▸ **Work to complete**:
Reproduce every line of the listing below, swapping "single pin" out for "single marker" and leaving all other text unchanged.
+++ Supplied material
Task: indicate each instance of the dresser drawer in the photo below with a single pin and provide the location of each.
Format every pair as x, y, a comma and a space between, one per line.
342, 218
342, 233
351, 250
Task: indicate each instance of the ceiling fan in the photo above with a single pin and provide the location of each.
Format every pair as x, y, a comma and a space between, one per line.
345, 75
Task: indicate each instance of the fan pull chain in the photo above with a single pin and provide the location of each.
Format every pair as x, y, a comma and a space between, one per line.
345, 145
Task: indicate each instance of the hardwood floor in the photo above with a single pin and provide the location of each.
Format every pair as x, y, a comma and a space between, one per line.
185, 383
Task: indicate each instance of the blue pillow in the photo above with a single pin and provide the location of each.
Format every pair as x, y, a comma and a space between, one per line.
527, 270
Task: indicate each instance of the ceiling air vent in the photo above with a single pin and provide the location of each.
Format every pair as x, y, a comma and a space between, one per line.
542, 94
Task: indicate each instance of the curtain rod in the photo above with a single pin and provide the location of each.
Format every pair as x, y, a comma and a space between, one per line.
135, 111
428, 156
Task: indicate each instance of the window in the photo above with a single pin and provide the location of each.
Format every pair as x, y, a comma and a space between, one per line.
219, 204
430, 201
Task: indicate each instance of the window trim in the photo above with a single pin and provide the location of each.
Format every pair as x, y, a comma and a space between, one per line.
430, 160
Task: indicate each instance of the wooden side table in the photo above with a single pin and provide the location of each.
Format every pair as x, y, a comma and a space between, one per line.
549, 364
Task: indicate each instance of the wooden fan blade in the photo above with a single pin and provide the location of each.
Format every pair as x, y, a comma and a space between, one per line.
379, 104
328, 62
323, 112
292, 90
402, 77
++++++
▸ **In response**:
Task: indicate each instance of the dresser drawer in the photo below with a single marker and provide the location of each.
Format every pair as x, y, a comma and a space between, one per line.
342, 218
342, 233
351, 250
Task: indicate each instance of the ceiling fan in the photo above with a single marker and provide the location of each.
Format every pair as x, y, a comma and a space between, one per line.
345, 75
Task: indicate each instance of the fan pull chain in the photo above with a single marker and provide the location of each.
Format every pair as x, y, a comma and a space between, one per line.
345, 145
Task: indicate each instance of the hardwood floor in the photo above with a single marker and provide the location of each.
Format every pair as x, y, a comma and a space between, one per line.
185, 383
Task: indicate each instance of the blue pillow in the photo above with a single marker and provide the location of each.
Format every pair as x, y, a comma and a space between, one per line.
527, 270
Task: indicate each instance of the ceiling air vent in the photo above with a single marker and provide the location of each.
Format every pair as x, y, a comma and a space between, one per line.
542, 94
Task: indicate each instance of the curtain rod in the photo above with a single marker and provide the location of each.
Format every pair as x, y, a comma and a space between, one per line.
135, 111
428, 156
Task: indicate each instance of the window in the photo above with a single marker and provide the location of each.
Format every pair as x, y, a comma and a space between, one per line.
219, 204
430, 201
Task: indicate each instance of the window trim in the photo above with a single marker and provide the location of each.
Format every pair as x, y, a comma and a space between, one per line.
430, 160
Task: indicate each instance of the wooden side table in the photo above with a single marker and provide the location of each.
Format every pair as x, y, a comma and a space between, one per line.
549, 364
Task: indicate each instance of the wooden fan blade in the photo above with a single marker and provide the location of each.
Format every pair as x, y, a comma and a space between, one per line.
379, 104
328, 62
323, 112
292, 90
402, 77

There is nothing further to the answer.